### [EXERCISE DESCRIPTION]
Count the lines in the entries below that contain the word "foliage", matching case exactly, and reply with the number alone.
— start —
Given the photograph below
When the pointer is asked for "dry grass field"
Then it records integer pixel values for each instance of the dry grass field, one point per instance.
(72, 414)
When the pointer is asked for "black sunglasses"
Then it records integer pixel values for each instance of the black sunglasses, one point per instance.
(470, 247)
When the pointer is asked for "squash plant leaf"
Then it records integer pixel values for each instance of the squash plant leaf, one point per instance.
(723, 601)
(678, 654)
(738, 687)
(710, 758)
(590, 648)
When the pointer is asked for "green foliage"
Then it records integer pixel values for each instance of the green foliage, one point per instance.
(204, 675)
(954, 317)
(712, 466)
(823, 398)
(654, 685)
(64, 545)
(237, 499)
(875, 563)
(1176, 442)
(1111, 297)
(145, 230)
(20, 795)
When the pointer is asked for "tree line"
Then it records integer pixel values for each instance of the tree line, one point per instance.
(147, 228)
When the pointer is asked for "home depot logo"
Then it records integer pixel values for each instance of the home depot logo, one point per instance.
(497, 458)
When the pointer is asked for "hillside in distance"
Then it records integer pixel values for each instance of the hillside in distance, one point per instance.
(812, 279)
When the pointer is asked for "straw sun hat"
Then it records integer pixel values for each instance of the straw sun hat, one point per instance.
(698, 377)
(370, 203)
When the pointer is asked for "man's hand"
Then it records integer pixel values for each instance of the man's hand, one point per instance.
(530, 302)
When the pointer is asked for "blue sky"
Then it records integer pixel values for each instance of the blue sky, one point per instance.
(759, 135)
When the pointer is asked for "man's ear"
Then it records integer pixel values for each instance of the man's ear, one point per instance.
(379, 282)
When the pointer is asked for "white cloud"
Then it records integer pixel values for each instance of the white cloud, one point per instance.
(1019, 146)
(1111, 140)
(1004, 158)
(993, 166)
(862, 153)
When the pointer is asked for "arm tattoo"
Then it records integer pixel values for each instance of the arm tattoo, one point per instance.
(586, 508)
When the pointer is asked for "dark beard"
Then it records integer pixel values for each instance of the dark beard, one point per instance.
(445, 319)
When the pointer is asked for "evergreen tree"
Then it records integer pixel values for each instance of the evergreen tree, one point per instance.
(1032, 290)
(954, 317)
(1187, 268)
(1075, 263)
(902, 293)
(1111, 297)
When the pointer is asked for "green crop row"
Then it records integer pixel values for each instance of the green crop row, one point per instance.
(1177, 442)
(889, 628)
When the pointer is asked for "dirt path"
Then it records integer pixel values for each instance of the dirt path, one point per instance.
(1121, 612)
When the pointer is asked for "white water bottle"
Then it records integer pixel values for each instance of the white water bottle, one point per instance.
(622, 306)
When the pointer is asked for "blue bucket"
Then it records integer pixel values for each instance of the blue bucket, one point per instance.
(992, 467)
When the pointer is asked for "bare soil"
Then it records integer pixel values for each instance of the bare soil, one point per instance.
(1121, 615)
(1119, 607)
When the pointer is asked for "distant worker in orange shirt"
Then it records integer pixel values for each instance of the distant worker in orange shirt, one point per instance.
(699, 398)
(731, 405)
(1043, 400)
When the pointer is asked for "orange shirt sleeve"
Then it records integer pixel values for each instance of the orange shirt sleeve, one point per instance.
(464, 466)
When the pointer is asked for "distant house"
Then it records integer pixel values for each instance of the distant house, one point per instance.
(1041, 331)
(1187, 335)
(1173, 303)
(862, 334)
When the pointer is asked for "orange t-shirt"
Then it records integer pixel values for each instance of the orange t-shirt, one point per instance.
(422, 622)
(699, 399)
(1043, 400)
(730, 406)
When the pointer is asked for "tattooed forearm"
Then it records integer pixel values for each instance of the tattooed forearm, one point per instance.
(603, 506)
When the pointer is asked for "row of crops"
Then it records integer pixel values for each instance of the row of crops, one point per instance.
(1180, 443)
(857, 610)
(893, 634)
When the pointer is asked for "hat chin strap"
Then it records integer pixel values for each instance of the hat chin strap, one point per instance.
— end —
### [TASK RESPONSE]
2